(WORKING DATA):

□ □ □ □ □

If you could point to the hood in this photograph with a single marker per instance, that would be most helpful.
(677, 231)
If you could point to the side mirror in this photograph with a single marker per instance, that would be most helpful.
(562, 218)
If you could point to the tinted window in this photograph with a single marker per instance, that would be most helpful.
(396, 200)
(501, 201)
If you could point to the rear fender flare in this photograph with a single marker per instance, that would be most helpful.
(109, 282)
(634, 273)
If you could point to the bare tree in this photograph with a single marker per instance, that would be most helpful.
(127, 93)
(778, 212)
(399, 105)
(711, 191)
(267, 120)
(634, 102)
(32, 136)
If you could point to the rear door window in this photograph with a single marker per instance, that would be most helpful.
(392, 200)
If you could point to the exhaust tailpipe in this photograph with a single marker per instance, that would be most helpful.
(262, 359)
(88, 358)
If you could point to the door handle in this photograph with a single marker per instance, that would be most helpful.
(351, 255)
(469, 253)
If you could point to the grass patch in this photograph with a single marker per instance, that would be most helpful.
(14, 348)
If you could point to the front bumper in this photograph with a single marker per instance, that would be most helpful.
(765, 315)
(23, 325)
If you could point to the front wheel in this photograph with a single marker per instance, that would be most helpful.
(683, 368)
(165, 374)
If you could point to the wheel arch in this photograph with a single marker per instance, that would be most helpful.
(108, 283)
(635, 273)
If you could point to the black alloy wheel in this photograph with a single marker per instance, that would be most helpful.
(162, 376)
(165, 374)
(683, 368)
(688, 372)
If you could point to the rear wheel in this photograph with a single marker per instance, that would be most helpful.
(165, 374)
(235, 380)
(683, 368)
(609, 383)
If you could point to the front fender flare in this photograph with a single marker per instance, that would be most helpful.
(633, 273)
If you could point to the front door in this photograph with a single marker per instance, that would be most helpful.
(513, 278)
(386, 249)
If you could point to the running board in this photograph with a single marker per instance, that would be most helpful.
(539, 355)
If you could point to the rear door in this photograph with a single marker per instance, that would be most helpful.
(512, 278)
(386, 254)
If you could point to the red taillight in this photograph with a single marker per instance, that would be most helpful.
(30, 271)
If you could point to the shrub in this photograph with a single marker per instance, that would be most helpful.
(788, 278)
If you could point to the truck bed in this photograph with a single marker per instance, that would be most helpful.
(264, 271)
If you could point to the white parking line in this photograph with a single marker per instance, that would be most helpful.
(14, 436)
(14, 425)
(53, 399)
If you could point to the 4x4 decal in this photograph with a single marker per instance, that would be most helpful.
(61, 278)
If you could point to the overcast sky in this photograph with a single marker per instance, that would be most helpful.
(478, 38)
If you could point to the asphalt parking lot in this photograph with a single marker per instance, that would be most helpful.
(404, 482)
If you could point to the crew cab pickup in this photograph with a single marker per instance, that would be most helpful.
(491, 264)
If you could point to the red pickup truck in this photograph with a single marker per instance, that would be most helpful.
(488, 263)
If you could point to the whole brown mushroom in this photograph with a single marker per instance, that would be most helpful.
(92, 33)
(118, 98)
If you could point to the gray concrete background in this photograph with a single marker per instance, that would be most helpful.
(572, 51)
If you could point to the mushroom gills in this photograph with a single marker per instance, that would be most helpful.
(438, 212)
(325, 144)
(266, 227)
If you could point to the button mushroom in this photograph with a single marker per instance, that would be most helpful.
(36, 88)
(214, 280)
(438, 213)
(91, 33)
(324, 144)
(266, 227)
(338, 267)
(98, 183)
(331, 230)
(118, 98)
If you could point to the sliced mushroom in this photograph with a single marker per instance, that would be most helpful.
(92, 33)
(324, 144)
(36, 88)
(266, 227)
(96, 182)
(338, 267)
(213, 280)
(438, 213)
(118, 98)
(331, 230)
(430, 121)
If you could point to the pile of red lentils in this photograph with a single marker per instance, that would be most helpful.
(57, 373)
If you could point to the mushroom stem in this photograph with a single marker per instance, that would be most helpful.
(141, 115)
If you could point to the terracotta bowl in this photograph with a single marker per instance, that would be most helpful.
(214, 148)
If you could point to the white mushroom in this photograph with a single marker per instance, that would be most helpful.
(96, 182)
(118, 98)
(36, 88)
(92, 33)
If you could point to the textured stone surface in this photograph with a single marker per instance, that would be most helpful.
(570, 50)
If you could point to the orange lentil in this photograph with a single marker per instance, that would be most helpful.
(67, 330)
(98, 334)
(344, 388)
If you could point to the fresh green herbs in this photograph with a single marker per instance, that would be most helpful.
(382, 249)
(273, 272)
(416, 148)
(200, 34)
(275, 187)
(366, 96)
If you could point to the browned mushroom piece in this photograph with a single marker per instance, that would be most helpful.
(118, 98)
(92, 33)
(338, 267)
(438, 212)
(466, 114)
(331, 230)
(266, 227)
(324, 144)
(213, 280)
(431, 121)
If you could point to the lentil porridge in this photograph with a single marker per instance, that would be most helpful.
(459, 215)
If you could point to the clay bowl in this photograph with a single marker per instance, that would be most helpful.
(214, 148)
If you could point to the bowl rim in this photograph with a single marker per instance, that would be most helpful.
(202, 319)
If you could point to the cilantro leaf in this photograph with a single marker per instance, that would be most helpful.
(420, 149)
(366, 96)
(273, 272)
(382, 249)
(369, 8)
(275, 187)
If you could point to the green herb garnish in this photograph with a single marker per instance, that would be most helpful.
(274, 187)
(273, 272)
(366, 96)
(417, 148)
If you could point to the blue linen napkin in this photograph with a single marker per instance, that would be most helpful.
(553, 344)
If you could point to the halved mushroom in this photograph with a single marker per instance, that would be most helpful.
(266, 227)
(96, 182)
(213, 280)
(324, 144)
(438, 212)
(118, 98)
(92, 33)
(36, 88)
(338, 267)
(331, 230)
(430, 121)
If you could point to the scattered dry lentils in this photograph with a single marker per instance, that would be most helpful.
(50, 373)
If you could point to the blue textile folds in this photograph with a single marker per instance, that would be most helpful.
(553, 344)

□ □ □ □ □

(AIM): Write out the data again, exactly and in full.

(ANSWER TO THIS TASK):
If you could point to the hood in this photograph with a single marker per instance, that would be most helpful.
(677, 231)
If you could point to the side mirror in this photograph with a single marker per instance, that would be most helpful.
(562, 218)
If you could point to the tinted window in this photograph with a single marker per instance, that would be most helpful.
(396, 200)
(501, 201)
If you could point to the rear fender flare in this photograph with a single marker per instance, that would be most helpful.
(109, 282)
(634, 273)
If you could point to the bare tree in this photograph with a single marker per instance, that would be most helpful.
(127, 93)
(778, 212)
(399, 105)
(711, 191)
(267, 120)
(634, 102)
(32, 136)
If you could point to the rear door window in this photograph with a single marker per instance, that would be most helpful.
(392, 200)
If you could point to the exhaust tailpipe in this photograph with a single marker per instance, that would be most helpful.
(262, 359)
(88, 358)
If you could point to the door handle in this photograph with a single marker per instance, that would be most helpful.
(351, 255)
(469, 253)
If you could point to the grass patch in this photograph with a single marker per instance, that would be most helpful.
(14, 348)
If you could point to the front bumper in this photograph with a single marker per instance, that would be most helpful.
(765, 315)
(23, 325)
If you could point to the front wheel in this photograph with a single marker per instance, that would be most helpful.
(683, 368)
(165, 374)
If you could point to the wheel arch in this photograph with a single marker per instance, that would be most helpful.
(108, 283)
(635, 273)
If you could point to the black alloy wheel in this photograph with a single marker per instance, that would be most helpful.
(162, 376)
(165, 374)
(683, 368)
(688, 372)
If you could point to the rear wheel in this photograph with a single marker per instance, that would be most helpful.
(165, 374)
(235, 380)
(683, 368)
(609, 383)
If you could point to the front fender flare in this photograph with a single marker per instance, that would be most helpful.
(633, 273)
If you could point to the front door in this photograph with a single marker per instance, that would be most helpful.
(513, 278)
(386, 249)
If you could point to the running board in this photograph with a single marker per instance, that would be most helpful.
(539, 355)
If you could point to the rear door in this photograph with a single marker per instance, that would be most helpful.
(512, 278)
(386, 254)
If you could point to the red taillight in this photograph with a single marker per instance, that would be most helpful.
(30, 271)
If you could point to the shrub in this photograph with a single marker per instance, that would be most helpful.
(788, 278)
If you could point to the truck bed in this photograph with a single marker per instance, that would be most helpful.
(264, 271)
If you could point to the white parking line in this photograph with a single marker per instance, that would be most helpful.
(14, 436)
(14, 425)
(53, 399)
If you could point to the 4x4 decal in this photograph with a single marker per instance, that would be most helpful.
(61, 278)
If you could point to the overcast sky in this photograph with a single marker per instance, that would be most helpful.
(478, 38)
If you could point to the asphalt parking lot in this photograph with a single marker per instance, that would be most helpful.
(404, 482)
If you could point to the crew cab pickup in this photograph with a single marker per instance, that would be most helpful.
(491, 264)
If you could point to the red pickup truck in this photograph with a single marker per instance, that would be most helpful.
(488, 263)
If you could point to the whole brown mushroom in this photograph with a single marker per instance, that would be most helpful.
(92, 33)
(118, 98)
If you could point to the gray concrete background in this photograph with a single marker per instance, that would be most helpful.
(572, 51)
If you could point to the mushroom gills in this photograph with a single marker per instance, that would be most helpful.
(438, 212)
(325, 144)
(266, 227)
If you could point to the button mushroom in this photograph with a single marker per instance, that would be most helpful.
(36, 88)
(214, 280)
(438, 213)
(91, 33)
(324, 144)
(266, 227)
(338, 267)
(98, 183)
(331, 230)
(118, 98)
If you could point to the sliced mushroom in this photograph with a single marker per instance, that would be most helpful.
(92, 33)
(324, 144)
(36, 88)
(266, 227)
(96, 182)
(338, 267)
(213, 280)
(438, 213)
(118, 98)
(331, 230)
(430, 121)
If you could point to the pile of red lentils in this photograph with a single marker per instance, that would be most helpful.
(57, 373)
If you could point to the mushroom stem in this photograph with a single marker per instance, that would be most helpful.
(141, 115)
If you could point to the terracotta bowl in this photograph with a single marker per instance, that would be most helpful.
(214, 148)
If you could point to the white mushroom in this photograph with a single marker per instance, that would be most helpful.
(96, 182)
(118, 98)
(36, 88)
(92, 33)
If you could point to the textured stone surface in this photograph with a single marker per instance, that would be most helpful.
(570, 50)
If you could point to the orange lentil in this photograph with a single marker per instance, that would be most helpful.
(67, 330)
(98, 334)
(344, 388)
If you could point to the fresh green herbs in this photograph with a single marker per instance, that would be most helpful.
(382, 249)
(273, 272)
(416, 148)
(200, 34)
(275, 187)
(366, 96)
If you could point to the browned mushroom piece in this photograph with a single marker per instance, that would be most helpful.
(118, 98)
(92, 33)
(338, 267)
(438, 212)
(466, 114)
(331, 230)
(266, 227)
(324, 144)
(213, 280)
(431, 121)
If you could point to the lentil porridge in this photograph with a single marker per instance, that would be most helpful.
(459, 215)
If you could point to the clay bowl in this photograph with a single marker per instance, that would be most helpful.
(214, 148)
If you could point to the bowl rim in this photograph with a single marker per instance, that would be most helpful.
(202, 319)
If you could point to the cilantro leaf in this photograph with a single marker per instance, that would be most helpful.
(420, 149)
(366, 96)
(273, 272)
(382, 249)
(369, 8)
(275, 187)
If you could point to the green herb garnish in this photograph with a single marker per instance, that would be most helpful.
(274, 187)
(273, 272)
(366, 96)
(417, 148)
If you could point to the blue linen napkin in this photograph with a single marker per instance, that would be most helpful.
(553, 344)
If you could point to the halved mushroom in this photograph with a single marker per instance, that would be most helpful.
(266, 227)
(96, 182)
(213, 280)
(324, 144)
(438, 212)
(118, 98)
(92, 33)
(36, 88)
(338, 267)
(331, 230)
(430, 121)
If you could point to the scattered dry lentils in this photograph with a single marker per instance, that would be most helpful.
(50, 373)
If you could point to the blue textile folds in this photograph with a single marker per instance, that would be most helpful.
(553, 344)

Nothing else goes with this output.